→ **What needs to be done**:
Your task is to reproduce, exactly and only, the lines running from the line containing "For every instance" to the end of the data below, both included.

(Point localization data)
Segment Open

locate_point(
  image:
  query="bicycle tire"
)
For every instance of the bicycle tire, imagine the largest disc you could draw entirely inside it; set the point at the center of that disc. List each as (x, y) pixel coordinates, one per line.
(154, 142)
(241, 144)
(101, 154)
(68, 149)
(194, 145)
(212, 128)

Segment Closed

→ **Expected answer**:
For every instance of the bicycle tire, imagine the largest disc you could draw entirely inside it; set the point at the center of that disc. List each as (x, y) pixel coordinates, one per line.
(154, 142)
(241, 144)
(101, 154)
(68, 149)
(194, 145)
(212, 128)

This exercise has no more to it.